EXTRACTED INFORMATION

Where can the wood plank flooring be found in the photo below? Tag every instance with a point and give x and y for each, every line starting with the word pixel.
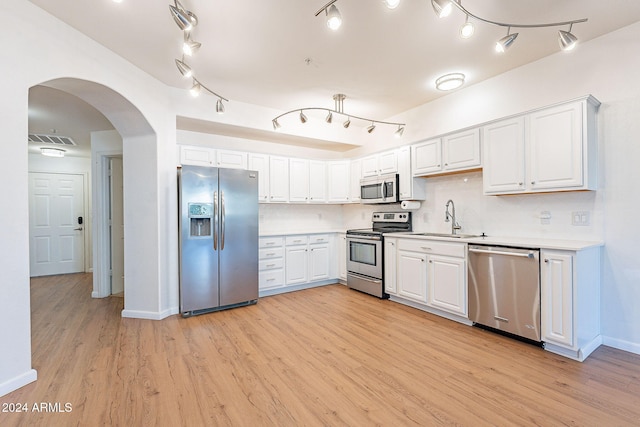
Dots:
pixel 326 356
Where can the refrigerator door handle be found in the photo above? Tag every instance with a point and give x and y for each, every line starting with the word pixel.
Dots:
pixel 222 218
pixel 215 220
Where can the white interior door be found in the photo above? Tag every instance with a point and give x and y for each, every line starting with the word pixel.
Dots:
pixel 116 221
pixel 56 223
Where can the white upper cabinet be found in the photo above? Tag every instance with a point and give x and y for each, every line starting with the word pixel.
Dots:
pixel 455 152
pixel 338 181
pixel 551 149
pixel 504 157
pixel 278 179
pixel 317 181
pixel 380 164
pixel 298 180
pixel 260 163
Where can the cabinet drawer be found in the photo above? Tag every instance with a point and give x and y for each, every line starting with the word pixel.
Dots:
pixel 433 247
pixel 271 279
pixel 318 238
pixel 269 253
pixel 296 240
pixel 269 242
pixel 271 264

TASK TO CARRY OUT
Extract the entries in full, exactly as they are, minus the pictures.

SOLUTION BELOW
Where can the wood plank flooring be found in the photo below? Tag every instance with a point and give x and y for each, every line starting with the word pixel.
Dots:
pixel 326 356
Where can the refrigerator door handle be found in the photo above? Tag every instance with a point and give x and y for each, every line starting with the word pixel.
Dots:
pixel 222 218
pixel 215 220
Where can the white interior door be found in the photo above? Tag every instance with a point and give x and y for each, every line starting with the word pixel.
Dots:
pixel 116 221
pixel 56 223
Where can the white upper cabinet be found in the photo above? Tag every instance with a point and give x and y for each, every line starting with the word pixel.
Dots:
pixel 455 152
pixel 338 181
pixel 551 149
pixel 504 157
pixel 278 179
pixel 317 181
pixel 380 164
pixel 298 180
pixel 260 163
Where can the cabinet drawer be found in the photo above? Tag every instance with a point and give x and y for each, every line starting with the word pixel.
Dots:
pixel 433 247
pixel 271 279
pixel 318 238
pixel 269 253
pixel 296 240
pixel 269 242
pixel 271 264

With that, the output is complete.